Activity 1: Quote every sentence from the body paragraph of the Genomatica patent announcement, one per line.
Activity 2: Carry the Genomatica patent announcement forward from the end of its opening paragraph.

Text passage below:

19 Oktober 2010

Latest Genomatica Patents Enable Sustainable Nylon

Additional proof of greening existing products - more feedstock flexibility for chemical industry

Genomatica has received two foundational patents from the United States Patent and Trademark Office that further enable its product strategy and feedstock flexibility. Together, these two research breakthroughs demonstrate how to “green” nylon, one of the most common materials in hundreds of consumer products, and how to gain further cost advantages when manufacturing sustainable chemicals and the materials made from them. Coupled with Genomatica’s strategy of partnering with the chemical industry, these latest milestones speed a transition to a more sustainable chemical industry, both environmentally and economically.

End of Text passage.
Information provided below:

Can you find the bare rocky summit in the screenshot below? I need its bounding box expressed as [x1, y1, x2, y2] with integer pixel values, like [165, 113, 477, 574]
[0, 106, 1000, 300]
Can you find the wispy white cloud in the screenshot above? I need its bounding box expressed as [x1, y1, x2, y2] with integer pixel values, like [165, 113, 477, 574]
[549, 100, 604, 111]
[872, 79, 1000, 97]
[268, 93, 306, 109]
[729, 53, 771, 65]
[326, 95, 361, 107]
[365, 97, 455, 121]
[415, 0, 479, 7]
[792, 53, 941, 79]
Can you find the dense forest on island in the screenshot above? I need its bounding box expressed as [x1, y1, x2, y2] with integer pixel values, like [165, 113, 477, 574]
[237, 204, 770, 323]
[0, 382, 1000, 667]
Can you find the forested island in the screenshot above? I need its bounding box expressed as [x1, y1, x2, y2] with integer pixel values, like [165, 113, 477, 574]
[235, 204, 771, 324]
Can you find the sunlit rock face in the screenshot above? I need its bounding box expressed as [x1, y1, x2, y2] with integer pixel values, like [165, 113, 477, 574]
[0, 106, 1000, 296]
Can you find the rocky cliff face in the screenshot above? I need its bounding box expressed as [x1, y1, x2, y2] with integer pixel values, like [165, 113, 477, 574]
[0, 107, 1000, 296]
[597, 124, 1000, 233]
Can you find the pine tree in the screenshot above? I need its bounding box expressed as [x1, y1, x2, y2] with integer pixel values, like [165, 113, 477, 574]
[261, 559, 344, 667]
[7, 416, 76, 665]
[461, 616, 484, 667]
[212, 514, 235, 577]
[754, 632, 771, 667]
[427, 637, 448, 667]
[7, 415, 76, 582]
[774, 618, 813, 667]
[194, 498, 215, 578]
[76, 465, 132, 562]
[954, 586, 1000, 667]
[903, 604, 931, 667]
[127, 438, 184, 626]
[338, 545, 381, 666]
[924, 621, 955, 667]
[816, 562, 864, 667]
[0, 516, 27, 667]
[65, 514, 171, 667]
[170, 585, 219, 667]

End of Information provided.
Information provided below:

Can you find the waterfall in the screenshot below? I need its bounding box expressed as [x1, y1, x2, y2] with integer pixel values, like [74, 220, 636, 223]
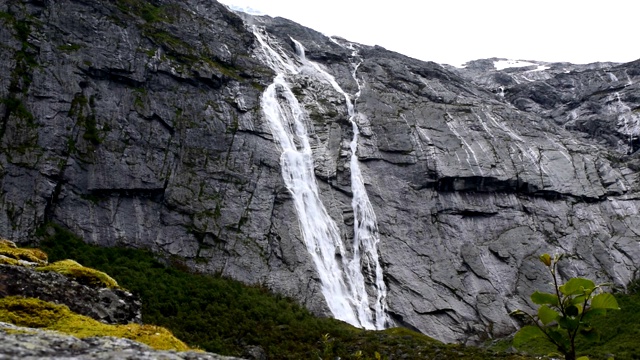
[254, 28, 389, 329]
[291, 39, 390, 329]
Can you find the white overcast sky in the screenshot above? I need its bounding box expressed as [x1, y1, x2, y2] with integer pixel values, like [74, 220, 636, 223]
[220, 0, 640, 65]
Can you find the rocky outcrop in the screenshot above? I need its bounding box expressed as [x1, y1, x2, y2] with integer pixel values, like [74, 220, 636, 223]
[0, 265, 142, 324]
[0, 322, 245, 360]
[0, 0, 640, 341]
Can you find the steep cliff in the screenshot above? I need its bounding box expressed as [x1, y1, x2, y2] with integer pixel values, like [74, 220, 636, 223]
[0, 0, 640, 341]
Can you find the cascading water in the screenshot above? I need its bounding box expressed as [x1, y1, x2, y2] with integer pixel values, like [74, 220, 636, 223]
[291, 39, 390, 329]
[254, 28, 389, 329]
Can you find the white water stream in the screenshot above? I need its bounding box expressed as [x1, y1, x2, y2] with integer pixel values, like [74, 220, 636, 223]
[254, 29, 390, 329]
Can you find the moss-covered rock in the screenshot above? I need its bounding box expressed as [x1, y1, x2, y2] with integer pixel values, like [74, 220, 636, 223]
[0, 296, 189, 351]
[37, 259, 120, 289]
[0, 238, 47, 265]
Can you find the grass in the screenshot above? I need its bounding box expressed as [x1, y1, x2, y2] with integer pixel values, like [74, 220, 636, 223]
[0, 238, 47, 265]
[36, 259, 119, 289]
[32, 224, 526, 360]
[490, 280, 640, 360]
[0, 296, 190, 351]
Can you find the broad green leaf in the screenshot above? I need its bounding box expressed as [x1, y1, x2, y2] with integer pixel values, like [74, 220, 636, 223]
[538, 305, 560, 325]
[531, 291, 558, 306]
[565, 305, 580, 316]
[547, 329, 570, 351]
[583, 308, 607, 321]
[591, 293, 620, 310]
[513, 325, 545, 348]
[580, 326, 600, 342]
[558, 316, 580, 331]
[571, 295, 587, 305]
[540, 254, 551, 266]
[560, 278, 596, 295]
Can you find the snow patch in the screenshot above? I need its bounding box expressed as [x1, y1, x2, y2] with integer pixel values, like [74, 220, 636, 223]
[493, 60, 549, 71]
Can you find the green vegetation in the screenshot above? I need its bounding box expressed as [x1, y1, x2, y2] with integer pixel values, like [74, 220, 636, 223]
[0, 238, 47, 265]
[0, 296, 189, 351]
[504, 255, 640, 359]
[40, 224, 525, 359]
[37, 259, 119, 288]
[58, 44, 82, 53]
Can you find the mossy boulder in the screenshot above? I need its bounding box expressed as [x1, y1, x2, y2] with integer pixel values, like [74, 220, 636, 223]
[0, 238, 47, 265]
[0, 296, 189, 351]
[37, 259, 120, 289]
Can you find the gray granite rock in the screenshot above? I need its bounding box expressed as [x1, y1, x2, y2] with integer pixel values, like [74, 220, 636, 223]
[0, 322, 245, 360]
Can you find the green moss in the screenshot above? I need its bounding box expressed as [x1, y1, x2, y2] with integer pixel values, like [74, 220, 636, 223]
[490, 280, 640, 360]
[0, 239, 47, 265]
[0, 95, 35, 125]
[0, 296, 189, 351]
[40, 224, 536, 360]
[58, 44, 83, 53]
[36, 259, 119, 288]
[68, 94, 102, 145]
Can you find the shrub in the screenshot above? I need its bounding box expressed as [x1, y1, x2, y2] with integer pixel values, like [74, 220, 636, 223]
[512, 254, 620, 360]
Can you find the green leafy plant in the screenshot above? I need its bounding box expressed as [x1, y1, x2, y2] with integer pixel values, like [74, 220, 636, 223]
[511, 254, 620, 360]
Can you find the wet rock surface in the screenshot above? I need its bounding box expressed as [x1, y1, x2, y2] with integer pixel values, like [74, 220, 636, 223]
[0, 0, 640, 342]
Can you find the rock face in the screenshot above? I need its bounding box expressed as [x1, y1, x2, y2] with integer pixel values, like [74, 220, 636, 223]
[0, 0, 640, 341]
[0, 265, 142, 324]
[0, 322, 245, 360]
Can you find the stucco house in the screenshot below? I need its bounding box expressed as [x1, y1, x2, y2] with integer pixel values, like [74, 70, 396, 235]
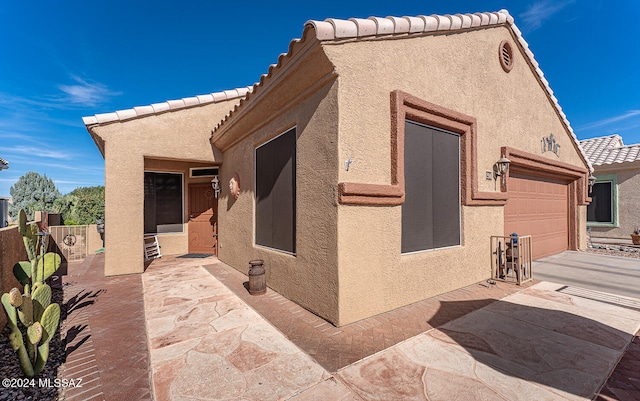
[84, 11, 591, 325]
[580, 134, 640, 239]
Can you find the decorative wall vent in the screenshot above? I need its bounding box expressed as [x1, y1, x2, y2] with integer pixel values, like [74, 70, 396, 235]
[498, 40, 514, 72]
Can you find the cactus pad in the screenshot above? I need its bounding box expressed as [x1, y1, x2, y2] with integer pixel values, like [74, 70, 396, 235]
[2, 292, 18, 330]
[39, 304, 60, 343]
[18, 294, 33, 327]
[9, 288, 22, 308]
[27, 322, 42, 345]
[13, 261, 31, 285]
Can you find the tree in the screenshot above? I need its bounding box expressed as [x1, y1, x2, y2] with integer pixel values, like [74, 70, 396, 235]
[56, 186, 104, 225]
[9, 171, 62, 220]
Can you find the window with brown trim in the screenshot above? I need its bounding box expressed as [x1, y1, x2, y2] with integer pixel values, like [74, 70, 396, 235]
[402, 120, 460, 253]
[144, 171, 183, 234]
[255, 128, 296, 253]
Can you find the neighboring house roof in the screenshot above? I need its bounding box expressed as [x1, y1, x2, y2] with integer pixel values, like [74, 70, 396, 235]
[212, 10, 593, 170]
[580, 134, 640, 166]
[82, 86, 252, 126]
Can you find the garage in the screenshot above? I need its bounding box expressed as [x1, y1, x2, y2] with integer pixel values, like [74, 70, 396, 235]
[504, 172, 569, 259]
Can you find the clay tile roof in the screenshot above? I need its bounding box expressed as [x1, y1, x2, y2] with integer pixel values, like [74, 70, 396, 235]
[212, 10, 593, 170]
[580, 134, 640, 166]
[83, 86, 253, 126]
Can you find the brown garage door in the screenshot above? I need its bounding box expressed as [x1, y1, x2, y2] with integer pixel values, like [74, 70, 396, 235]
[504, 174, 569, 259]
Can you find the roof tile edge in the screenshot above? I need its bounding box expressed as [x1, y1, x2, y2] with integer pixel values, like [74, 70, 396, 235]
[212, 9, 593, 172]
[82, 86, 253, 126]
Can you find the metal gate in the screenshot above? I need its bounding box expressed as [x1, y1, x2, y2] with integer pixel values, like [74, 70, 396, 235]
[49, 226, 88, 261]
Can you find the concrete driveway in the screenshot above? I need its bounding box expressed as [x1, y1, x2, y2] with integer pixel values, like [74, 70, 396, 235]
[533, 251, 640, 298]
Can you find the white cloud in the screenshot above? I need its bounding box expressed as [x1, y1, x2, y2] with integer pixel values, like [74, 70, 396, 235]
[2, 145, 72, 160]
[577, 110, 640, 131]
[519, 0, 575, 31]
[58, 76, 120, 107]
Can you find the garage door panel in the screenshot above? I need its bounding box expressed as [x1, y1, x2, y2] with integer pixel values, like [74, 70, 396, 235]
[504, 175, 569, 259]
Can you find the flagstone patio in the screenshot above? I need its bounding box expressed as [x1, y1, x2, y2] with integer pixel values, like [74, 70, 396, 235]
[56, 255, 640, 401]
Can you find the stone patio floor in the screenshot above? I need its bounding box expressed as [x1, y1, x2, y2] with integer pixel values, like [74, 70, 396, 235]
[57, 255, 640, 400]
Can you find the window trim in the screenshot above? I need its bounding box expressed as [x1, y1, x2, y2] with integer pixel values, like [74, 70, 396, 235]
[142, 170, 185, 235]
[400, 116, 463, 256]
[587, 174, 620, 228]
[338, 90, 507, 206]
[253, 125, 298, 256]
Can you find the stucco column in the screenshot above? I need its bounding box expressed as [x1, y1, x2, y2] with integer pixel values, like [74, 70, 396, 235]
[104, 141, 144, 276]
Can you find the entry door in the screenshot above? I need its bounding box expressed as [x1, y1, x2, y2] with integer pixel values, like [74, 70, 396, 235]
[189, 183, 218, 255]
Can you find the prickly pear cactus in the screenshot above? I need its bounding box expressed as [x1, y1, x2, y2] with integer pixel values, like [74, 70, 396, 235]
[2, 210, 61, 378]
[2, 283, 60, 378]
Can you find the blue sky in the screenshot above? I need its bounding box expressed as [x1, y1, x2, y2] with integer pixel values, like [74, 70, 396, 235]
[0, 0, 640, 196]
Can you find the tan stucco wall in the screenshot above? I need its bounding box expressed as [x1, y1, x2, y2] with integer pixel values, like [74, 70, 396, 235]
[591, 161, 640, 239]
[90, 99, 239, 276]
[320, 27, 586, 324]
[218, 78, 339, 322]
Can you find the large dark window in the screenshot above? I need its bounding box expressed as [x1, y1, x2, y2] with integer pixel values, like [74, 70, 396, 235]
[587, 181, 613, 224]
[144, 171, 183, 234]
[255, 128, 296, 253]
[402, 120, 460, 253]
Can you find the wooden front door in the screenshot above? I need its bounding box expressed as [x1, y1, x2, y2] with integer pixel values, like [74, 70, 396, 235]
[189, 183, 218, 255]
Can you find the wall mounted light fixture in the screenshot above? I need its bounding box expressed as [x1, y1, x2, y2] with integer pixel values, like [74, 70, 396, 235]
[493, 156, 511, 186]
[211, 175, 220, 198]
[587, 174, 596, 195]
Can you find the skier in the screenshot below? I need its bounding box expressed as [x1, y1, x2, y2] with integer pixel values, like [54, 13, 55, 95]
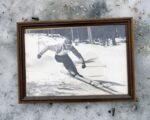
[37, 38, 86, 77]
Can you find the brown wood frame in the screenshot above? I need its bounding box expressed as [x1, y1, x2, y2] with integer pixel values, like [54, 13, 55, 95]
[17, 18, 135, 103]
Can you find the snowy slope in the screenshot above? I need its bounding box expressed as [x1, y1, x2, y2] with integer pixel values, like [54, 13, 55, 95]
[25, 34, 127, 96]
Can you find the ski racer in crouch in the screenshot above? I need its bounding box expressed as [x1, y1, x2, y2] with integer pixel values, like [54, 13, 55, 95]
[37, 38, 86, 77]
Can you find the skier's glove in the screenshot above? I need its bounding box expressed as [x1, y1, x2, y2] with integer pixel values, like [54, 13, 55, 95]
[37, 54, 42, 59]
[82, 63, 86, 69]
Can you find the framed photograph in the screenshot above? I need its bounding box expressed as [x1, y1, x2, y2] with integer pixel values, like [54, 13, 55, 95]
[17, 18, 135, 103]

End of Information provided.

Answer area 1:
Genomatica has received two foundational patents from the United States Patent and Trademark Office that further enable its product strategy and feedstock flexibility.
Together, these two research breakthroughs demonstrate how to “green” nylon, one of the most common materials in hundreds of consumer products, and how to gain further cost advantages when manufacturing sustainable chemicals and the materials made from them.
Coupled with Genomatica’s strategy of partnering with the chemical industry, these latest milestones speed a transition to a more sustainable chemical industry, both environmentally and economically.

Answer area 2:
Breakthrough enables sustainable nylon
Patent number 7,799,545, titled “Microorganisms for the production of adipic acid and other compounds,” describes how to produce a “green” version of key intermediate chemicals used to produce nylon. Genomatica’s patent describes organisms that use renewable feedstocks, or raw ingredients, such as commercially-available sugars, instead of crude oil or natural gas. These organisms directly produce adipic acid and 6-aminocaproic acid (6-ACA), which can be used to produce nylon 6,6 and nylon 6, respectively. Over 10 billion pounds of nylon are used per year, worldwide, in clothing, stockings, carpet and more. Production of these green intermediates would allow a renewable, sustainable nylon, using existing manufacturer equipment and processes, and with a smaller environmental footprint.

Breakthrough allows for more feedstock flexibility and lower cost
Patent number 7,803,589, titled “Methods and organisms for utilizing synthesis gas or other gaseous carbon sources and methanol,” describes how to engineer an organism to use syngas as a feedstock to make green, sustainably produced versions of major chemical products. This is significant because syngas is generally less expensive than other renewable feedstocks, and can be sourced from a wide variety of raw materials including biomass or municipal solid waste – garbage. Genomatica’s invention provides a platform for creation of numerous, major high-value chemicals, at lower cost.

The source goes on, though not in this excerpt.